[Data records]
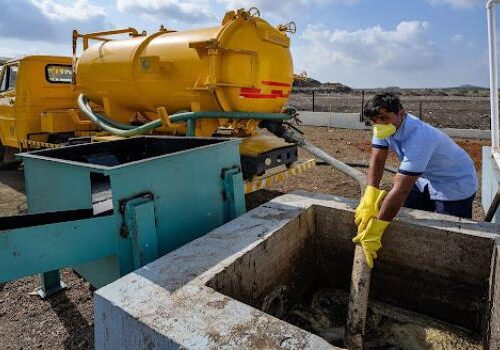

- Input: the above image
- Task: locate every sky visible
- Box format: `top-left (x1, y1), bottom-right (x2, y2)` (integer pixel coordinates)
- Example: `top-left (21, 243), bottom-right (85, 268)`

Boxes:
top-left (0, 0), bottom-right (492, 88)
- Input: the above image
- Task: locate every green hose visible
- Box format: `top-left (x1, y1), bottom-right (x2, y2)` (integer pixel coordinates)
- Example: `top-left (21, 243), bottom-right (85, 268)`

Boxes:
top-left (78, 94), bottom-right (292, 136)
top-left (169, 112), bottom-right (292, 136)
top-left (77, 94), bottom-right (162, 137)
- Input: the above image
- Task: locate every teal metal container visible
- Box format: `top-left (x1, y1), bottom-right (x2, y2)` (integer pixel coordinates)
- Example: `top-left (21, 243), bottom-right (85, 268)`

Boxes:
top-left (0, 136), bottom-right (245, 294)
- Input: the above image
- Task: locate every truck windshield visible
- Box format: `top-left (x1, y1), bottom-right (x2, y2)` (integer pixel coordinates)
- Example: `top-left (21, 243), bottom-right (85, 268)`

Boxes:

__DIRECTION__:
Switch "integer pixel coordinates" to "whole-number pixel coordinates" everywhere it occurs in the material and write the material out again with all else unchanged. Leave the pictures out of your answer.

__EXERCISE OUTPUT__:
- Input: the above image
- Task: locate every sky visible
- Box format: `top-left (x1, y1), bottom-right (x2, y2)` (whole-number pixel coordinates)
- Example: `top-left (21, 243), bottom-right (85, 268)`

Boxes:
top-left (0, 0), bottom-right (492, 88)
- Input: the above image
- Task: locate every green hose visible
- Box format: `top-left (x1, y1), bottom-right (x2, y2)` (whole-number pixel coordinates)
- Example: `top-left (21, 243), bottom-right (85, 268)`

Boxes:
top-left (78, 94), bottom-right (292, 136)
top-left (169, 112), bottom-right (292, 136)
top-left (77, 94), bottom-right (162, 137)
- Input: the above image
- Task: locate every teal metal container visible
- Box format: `top-left (x1, y1), bottom-right (x2, y2)` (whole-number pixel coordinates)
- Example: `top-left (21, 243), bottom-right (85, 268)`

Boxes:
top-left (0, 136), bottom-right (245, 294)
- Input: the above image
- Task: locate every truck windshield visible
- Box format: `top-left (x1, y1), bottom-right (x2, y2)` (whole-number pixel coordinates)
- Example: `top-left (21, 243), bottom-right (85, 268)`

Boxes:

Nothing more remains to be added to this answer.